++++ RECORDS TO PROCESS ++++
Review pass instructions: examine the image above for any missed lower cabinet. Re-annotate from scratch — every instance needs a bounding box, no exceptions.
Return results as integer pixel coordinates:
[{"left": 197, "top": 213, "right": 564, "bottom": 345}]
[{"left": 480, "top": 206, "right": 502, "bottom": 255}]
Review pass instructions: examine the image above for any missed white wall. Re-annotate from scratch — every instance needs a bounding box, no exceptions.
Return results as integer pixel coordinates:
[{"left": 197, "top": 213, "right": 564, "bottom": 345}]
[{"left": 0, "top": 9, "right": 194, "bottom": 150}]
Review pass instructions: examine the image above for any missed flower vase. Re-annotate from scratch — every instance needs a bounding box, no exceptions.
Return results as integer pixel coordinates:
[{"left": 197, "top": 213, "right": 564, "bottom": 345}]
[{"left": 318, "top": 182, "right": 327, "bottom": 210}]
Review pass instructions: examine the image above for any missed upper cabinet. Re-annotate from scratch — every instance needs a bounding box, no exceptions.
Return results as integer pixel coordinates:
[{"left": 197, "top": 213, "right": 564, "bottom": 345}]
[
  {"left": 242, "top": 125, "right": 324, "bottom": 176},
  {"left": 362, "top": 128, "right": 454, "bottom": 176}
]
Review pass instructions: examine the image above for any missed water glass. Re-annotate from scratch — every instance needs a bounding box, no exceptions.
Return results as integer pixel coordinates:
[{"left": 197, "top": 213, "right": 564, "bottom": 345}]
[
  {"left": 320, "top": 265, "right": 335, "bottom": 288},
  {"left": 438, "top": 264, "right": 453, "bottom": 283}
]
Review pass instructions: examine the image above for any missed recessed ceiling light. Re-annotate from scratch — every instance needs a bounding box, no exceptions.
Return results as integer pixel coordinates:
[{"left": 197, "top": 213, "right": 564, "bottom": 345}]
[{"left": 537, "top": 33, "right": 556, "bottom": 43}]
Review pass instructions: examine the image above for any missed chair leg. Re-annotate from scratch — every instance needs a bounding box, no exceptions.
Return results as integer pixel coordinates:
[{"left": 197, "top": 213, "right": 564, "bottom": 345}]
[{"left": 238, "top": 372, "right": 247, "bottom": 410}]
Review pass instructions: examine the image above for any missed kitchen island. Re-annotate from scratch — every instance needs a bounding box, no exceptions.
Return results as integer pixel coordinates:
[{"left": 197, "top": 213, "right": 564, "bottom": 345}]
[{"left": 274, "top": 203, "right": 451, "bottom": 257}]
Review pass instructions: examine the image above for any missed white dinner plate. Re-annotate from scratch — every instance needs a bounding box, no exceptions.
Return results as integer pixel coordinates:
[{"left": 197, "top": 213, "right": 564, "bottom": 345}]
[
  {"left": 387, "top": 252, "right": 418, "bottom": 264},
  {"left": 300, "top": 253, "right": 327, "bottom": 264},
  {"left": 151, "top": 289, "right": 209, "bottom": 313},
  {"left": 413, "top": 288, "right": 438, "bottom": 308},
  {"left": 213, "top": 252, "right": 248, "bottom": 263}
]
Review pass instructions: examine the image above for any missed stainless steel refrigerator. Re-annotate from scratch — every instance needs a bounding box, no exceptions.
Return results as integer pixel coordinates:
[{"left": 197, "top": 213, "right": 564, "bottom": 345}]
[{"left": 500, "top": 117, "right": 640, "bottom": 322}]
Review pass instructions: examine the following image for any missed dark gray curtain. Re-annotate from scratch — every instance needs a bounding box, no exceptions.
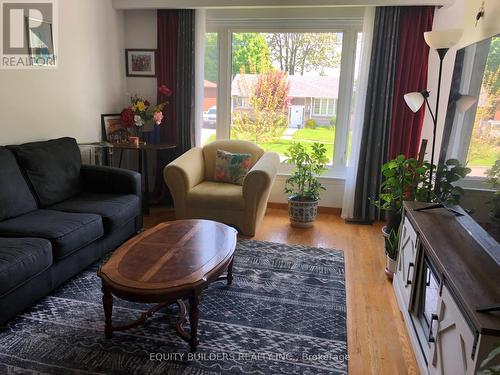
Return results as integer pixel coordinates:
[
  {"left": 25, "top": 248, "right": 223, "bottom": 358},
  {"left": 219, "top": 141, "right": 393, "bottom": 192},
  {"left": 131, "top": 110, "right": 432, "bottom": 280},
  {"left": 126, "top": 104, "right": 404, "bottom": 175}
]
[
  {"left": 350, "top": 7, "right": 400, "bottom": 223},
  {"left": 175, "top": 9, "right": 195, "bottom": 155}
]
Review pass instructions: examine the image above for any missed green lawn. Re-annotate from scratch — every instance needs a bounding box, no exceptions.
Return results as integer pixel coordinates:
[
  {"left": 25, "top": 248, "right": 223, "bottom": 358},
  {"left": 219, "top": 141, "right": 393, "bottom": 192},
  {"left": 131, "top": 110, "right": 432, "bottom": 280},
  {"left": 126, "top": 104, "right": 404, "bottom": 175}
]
++++
++++ RECORDS TO PROCESS ++++
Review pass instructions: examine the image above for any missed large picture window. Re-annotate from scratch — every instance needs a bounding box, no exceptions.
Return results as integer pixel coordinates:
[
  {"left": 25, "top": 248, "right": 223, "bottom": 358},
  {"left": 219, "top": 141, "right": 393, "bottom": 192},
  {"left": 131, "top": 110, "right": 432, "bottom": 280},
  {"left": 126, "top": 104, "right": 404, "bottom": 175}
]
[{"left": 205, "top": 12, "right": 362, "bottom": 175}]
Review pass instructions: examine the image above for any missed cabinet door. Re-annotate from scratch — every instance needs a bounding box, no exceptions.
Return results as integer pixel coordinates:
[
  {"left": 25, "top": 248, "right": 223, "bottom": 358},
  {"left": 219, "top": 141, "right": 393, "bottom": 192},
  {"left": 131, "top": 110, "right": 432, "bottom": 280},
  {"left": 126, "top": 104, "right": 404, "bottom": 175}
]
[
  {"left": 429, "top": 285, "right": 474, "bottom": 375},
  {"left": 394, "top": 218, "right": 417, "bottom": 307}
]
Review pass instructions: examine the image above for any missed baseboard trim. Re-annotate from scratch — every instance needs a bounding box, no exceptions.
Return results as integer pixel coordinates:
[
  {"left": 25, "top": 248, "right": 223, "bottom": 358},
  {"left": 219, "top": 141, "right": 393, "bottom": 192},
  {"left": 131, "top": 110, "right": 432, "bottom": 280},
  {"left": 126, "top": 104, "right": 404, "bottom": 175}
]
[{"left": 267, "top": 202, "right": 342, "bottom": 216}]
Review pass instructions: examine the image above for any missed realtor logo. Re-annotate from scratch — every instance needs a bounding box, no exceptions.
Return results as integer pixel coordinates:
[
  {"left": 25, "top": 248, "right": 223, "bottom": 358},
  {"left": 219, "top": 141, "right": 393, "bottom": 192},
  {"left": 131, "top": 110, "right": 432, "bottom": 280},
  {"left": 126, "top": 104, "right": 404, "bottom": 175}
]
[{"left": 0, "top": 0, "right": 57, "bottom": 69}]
++++
++++ RECORDS TO PROCESS ++++
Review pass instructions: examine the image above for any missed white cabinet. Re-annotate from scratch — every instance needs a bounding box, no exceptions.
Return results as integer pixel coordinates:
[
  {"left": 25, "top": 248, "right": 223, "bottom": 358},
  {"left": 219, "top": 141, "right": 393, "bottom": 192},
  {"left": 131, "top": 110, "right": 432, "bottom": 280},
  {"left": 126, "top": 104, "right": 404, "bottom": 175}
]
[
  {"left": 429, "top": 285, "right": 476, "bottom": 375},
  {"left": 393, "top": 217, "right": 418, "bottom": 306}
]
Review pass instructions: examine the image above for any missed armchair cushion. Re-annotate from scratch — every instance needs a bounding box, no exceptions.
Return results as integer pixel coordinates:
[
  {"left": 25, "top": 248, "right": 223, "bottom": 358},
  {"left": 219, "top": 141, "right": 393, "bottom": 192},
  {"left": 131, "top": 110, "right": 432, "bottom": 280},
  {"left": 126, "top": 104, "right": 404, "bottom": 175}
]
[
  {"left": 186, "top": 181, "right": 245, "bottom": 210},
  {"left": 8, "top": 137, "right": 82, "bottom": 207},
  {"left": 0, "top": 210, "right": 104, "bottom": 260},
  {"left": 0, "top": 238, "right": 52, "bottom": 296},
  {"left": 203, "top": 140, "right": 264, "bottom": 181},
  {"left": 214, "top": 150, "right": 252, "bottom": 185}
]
++++
TASK STATEMENT |
Which lines in the data above contain the word "white"? Copy each of them in full.

WORKED SOLUTION |
Review pass instructions: examine the image above for any missed white wall. Re-annotate from scratch — every instance needs a bounding box, no exceptions.
Review pass instructions: examine the image above for any missed white dinner plate. Re-annotate from scratch — every instance needs a bounding box, no exceptions.
Review pass instructions: examine the image above for any missed white cabinet. Re-annotate from scratch — every instance needs a bounding box, no exceptions.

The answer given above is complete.